**Task to complete**. Reproduce the article on TANF work requirement waivers below verbatim, from its headline through its final sentence.

Conservative Media Freak Out Over Improvement To Welfare Reform

In response to requests from Republican-led states, the Department of Health and Human Services announced it will consider allowing states to create more efficient ways to report on the work requirement for recipients of Temporary Assistance for Needy Families (TANF). The conservative media have responded by falsely claiming that this is the “end of welfare reform” and that it “guts” the work requirement.

Republican-Led States Request Waivers From TANF's Work Documentation Process

WSJ: 1996 Law Required States To Document Work By TANF Recipients. From The Wall Street Journal:

Under the 1996 law, states are required to document the number of hours that welfare recipients spend in paid jobs, voluntary work or other activities directly related to finding employment. States can lose federal funding for their welfare programs if they don't meet targets for recipients' participation in these activities. [The Wall Street Journal, 7/13/12]

WSJ: Utah And Nevada -- Both Led By Republican Governors -- Requested Waivers From Documentation Requirements. From The Wall Street Journal:

States have said that such rules are preventing them from running more-effective welfare programs, and the Obama administration said that two states, Utah and Nevada, had specifically asked for waivers from the requirements. Both states have Republican governors.

**Data excerpts**.
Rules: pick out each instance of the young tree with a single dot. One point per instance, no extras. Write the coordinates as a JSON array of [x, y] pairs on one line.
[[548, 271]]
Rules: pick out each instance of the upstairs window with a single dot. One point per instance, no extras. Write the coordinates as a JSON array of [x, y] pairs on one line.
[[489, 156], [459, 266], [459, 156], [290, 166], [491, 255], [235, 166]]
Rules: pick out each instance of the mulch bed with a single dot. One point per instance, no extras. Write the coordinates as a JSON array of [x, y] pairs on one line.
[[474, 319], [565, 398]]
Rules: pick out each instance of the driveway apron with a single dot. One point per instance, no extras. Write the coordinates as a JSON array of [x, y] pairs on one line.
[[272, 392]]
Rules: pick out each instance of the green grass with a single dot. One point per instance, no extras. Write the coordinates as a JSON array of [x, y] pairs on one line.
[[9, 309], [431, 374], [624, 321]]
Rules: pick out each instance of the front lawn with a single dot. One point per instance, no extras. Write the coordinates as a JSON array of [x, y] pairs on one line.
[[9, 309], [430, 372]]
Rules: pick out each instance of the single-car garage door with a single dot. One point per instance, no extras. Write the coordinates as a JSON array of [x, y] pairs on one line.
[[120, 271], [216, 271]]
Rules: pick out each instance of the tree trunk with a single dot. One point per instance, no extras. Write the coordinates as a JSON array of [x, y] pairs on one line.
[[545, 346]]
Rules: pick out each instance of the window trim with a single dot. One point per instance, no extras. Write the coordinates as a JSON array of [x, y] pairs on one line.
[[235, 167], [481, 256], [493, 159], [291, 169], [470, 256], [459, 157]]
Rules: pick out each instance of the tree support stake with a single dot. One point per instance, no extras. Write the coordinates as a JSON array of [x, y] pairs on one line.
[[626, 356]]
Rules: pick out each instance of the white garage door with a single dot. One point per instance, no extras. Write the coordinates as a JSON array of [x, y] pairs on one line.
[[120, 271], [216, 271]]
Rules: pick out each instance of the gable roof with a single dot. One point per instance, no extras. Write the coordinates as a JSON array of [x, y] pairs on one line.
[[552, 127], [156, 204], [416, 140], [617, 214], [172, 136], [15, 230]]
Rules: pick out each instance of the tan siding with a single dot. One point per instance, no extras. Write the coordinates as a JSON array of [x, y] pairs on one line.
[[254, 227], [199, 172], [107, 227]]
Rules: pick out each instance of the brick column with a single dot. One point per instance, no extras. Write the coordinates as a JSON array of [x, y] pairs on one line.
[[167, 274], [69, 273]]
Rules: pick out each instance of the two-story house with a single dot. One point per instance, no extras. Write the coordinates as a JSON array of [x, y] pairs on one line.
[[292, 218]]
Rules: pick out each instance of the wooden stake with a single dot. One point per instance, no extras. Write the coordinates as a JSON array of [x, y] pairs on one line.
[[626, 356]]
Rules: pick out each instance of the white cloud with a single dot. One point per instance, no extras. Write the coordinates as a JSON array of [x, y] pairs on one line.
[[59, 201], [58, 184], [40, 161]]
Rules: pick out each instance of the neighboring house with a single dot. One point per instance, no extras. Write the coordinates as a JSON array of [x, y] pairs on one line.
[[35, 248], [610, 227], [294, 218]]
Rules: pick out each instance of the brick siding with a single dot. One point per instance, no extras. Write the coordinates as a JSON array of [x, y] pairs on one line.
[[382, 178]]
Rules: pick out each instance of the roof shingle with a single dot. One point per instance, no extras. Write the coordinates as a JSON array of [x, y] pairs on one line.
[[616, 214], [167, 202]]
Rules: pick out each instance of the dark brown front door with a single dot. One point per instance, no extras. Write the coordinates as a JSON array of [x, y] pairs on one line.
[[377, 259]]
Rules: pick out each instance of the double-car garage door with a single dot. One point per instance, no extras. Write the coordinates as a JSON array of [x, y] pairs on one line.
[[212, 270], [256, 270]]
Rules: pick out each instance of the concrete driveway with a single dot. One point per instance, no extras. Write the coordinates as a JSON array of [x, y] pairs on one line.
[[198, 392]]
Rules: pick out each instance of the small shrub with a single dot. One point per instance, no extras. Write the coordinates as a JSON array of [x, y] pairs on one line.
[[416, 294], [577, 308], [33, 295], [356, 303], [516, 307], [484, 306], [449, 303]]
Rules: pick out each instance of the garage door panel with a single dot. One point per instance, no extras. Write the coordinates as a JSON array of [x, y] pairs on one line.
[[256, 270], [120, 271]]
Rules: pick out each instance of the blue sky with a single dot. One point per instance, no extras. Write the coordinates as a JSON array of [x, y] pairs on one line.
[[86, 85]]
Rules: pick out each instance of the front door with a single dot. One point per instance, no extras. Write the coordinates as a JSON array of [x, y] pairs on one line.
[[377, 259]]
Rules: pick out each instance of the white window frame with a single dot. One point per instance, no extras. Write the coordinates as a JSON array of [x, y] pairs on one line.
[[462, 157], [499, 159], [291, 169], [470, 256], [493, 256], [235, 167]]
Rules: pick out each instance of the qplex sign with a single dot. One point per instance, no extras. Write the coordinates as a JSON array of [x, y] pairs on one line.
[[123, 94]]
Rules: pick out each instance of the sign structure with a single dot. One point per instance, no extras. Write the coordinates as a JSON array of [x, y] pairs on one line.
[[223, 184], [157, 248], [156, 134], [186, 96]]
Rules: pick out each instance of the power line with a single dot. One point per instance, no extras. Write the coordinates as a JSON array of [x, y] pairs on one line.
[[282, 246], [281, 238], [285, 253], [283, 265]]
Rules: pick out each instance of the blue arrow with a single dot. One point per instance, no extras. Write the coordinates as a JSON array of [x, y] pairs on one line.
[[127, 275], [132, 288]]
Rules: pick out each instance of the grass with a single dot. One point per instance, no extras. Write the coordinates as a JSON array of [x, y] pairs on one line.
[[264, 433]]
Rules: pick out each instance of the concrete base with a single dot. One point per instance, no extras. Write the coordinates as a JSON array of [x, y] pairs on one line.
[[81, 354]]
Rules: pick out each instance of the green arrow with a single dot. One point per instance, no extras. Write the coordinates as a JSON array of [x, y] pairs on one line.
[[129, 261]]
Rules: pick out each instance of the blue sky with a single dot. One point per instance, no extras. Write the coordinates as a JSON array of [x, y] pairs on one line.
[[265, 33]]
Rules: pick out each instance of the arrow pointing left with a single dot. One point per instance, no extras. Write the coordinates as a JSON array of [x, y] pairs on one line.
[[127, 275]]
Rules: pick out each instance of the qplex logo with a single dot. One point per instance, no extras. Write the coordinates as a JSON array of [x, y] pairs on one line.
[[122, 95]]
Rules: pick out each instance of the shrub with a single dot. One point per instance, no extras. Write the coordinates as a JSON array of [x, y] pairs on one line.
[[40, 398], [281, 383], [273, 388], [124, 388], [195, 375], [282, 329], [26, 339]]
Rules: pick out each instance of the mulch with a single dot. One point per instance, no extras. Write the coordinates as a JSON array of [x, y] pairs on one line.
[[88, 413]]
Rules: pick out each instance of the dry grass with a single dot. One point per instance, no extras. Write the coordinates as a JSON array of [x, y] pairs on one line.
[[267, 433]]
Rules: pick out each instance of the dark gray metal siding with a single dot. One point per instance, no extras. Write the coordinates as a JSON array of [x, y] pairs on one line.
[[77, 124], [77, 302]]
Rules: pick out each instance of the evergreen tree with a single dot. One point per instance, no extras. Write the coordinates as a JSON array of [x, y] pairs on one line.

**Task answer**.
Conservative Media Freak Out Over Improvement To Welfare Reform

In response to requests from Republican-led states, the Department of Health and Human Services announced it will consider allowing states to create more efficient ways to report on the work requirement for recipients of Temporary Assistance for Needy Families (TANF). The conservative media have responded by falsely claiming that this is the “end of welfare reform” and that it “guts” the work requirement.

Republican-Led States Request Waivers From TANF's Work Documentation Process

WSJ: 1996 Law Required States To Document Work By TANF Recipients. From The Wall Street Journal:

Under the 1996 law, states are required to document the number of hours that welfare recipients spend in paid jobs, voluntary work or other activities directly related to finding employment. States can lose federal funding for their welfare programs if they don't meet targets for recipients' participation in these activities. [The Wall Street Journal, 7/13/12]

WSJ: Utah And Nevada -- Both Led By Republican Governors -- Requested Waivers From Documentation Requirements. From The Wall Street Journal:

States have said that such rules are preventing them from running more-effective welfare programs, and the Obama administration said that two states, Utah and Nevada, had specifically asked for waivers from the requirements. Both states have Republican governors.